(ТЕКСТ ДЛЯ ЧТЕНИЯ)
:::::

Я смолчал, чтобы за столом не возникла пьяная склока, а так хотелось ответить словами из старого анекдота про еврея, который очень просил Бога сделать его Героем Советского Союза. И Бог ему явился:

– Вот тебе одна граната и вот тебе три немецких танка. Становись Героем Советского Союза!

Так и у меня вертелось на языке:

– Вот тебе одно перо и вот тебе три российских редактора – становись великим поэтом!

Великими становятся не по желанию.

Мы были современниками поэта, обладающего прозорливостью, чувством и знанием России. В мутную эпоху разрушения страны поэт сгорел как свечка в огне своего дара. Последние годы поэта – это страдания. Физические, душевные. Боль за гибнущее отечество, безнадежная борьба и отчаяние бессилия. Нищета. Унижение. Неужели это плата за бессмертие? Чем тогда платить за Россию?

Чем дальше Золотцев отдаляется от нас во мрак времени, тем величественнее и монументальнее вырисовывается передо мною его трагическая фигура.

Плоть от плоти народа, он пел русскую песню и, как другие наши великие поэты, не допел до конца. «Последний соловей» – эти золотцевские слова оказались эпитафией ему самому. Он сам стал последним соловьем России. Что за судьба у русской поэзии?

:::::

(ВЫДЕРЖКИ ИЗ СТРОК)
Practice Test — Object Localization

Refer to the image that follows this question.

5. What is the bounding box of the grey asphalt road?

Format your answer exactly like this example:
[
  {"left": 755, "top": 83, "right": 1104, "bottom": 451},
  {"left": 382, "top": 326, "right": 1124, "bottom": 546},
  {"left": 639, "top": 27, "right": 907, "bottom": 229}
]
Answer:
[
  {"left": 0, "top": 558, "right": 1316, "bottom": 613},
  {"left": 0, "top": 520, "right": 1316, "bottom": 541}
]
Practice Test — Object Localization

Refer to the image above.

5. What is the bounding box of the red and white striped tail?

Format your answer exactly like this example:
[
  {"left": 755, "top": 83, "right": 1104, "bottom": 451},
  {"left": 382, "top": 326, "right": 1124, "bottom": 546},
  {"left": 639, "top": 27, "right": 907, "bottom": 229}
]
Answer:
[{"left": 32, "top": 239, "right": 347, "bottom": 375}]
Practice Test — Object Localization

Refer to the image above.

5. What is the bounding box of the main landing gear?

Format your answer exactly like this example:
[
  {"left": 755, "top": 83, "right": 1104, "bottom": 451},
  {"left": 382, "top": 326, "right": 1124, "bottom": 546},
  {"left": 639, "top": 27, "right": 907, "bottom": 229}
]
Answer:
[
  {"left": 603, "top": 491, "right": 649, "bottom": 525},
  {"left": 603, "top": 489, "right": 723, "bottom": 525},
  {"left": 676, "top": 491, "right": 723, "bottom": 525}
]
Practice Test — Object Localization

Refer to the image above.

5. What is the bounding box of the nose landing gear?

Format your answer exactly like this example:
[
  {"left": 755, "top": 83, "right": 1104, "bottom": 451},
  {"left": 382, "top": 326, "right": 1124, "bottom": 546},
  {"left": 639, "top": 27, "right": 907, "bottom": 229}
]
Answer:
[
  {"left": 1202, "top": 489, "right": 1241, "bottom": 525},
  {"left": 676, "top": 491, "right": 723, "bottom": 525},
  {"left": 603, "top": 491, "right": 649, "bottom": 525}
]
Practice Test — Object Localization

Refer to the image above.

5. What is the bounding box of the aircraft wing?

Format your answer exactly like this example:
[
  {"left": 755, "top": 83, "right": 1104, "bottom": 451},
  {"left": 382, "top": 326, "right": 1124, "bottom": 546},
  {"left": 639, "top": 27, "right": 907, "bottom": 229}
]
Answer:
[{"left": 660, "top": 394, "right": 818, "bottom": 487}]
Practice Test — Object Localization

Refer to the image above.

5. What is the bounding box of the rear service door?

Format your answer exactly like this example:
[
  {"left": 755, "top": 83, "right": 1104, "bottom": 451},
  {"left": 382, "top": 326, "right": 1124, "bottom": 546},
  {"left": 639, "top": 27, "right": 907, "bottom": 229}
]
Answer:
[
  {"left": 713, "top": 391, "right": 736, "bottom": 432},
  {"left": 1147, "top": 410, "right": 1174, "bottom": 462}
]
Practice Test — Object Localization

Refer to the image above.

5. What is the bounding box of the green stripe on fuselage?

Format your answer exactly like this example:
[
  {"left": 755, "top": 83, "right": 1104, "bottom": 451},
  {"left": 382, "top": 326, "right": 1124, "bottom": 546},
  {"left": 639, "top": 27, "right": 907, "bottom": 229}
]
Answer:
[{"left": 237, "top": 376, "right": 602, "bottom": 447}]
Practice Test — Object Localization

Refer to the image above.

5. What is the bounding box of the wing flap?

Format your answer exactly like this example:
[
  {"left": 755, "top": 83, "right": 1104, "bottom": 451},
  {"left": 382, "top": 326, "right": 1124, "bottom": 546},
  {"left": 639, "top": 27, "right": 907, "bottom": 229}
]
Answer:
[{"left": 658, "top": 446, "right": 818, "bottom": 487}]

:::::

(ЗАДАНИЕ 1)
Какие слова Золотцева, по тексту о нем, оказались эпитафией ему самому?
(ЗАДАНИЕ 2)
Перепишите из текста о Золотцеве дословно отрывок, начиная со слов «Плоть от плоти» и заканчивая словами «у русской поэзии?».
(ЗАДАНИЕ 3)
Продолжите текст о поэте Золотцеве, начав сразу после его последнего предложения.
Строки для работы не понадобятся.

(ОТВЕТ 1)
«Последний соловей».

(ОТВЕТ 2)
Плоть от плоти народа, он пел русскую песню и, как другие наши великие поэты, не допел до конца. «Последний соловей» – эти золотцевские слова оказались эпитафией ему самому. Он сам стал последним соловьем России. Что за судьба у русской поэзии?

(ОТВЕТ 3)
PS

А был ли кот?

Как-то незадолго до прихода Станислава Александровича у меня в мастерской произошло ЧП. Один из наших котиков – Черныш, недавно обретенный в мороз на лестничной клетке дома, откормившийся и помытый, наконец-то из квартиры был перевезен в мастерскую. Если другие наши звери прекрасно ориентировались среди мольбертов и картин – куда можно прыгать, а куда нет – то Черныш, попав в мастерскую и едва оглядевшись, сразу же взлетел на палитру и удивленно месил лапками краски. Мы с женой в ужасе заорали и бросились к нему. А он ловко увернувшись, радостно заметался по мастерской, стараясь вымазать краской как можно больше поверхностей. Весь пол, диван, стулья – всё мгновенно упестрилось разноцветными пятнами.

Закончив обтирать кота, мы оттирали краску с пола, когда пришел Станислав Александрович. Я по инерции еще продолжал свирепо ругать Черныша. Золотцев растерянно слушал. Свои грозные речи я заключил:

– Нет! Этот кот не для мастерской! На улицу! На свалку! В лес! В пустыню! Чтобы глаза мои его не видели!

Кто бы мог подумать, что мои страшные угрозы подействуют вовсе не на Черныша, а на Станислава Александровича. Черныш, умываясь в окружении хвостатых соратников, всем своим видом говорил мне: «Плевал я на твою палитру, плюю и плевать буду!». А вот Станислав Александрович всерьез запереживал.

– Не надо Анатолий Леонидович, он еще освоится здесь. Он больше не будет так. Не выбрасывайте его.

Станислав Александрович не сообразил, что мое свирепствование носит исключительно воспитательный характер. Нам пришлось успокаивать его:

– Кто же его тронет. А на улицу ему никак нельзя. Он даже мышей боится.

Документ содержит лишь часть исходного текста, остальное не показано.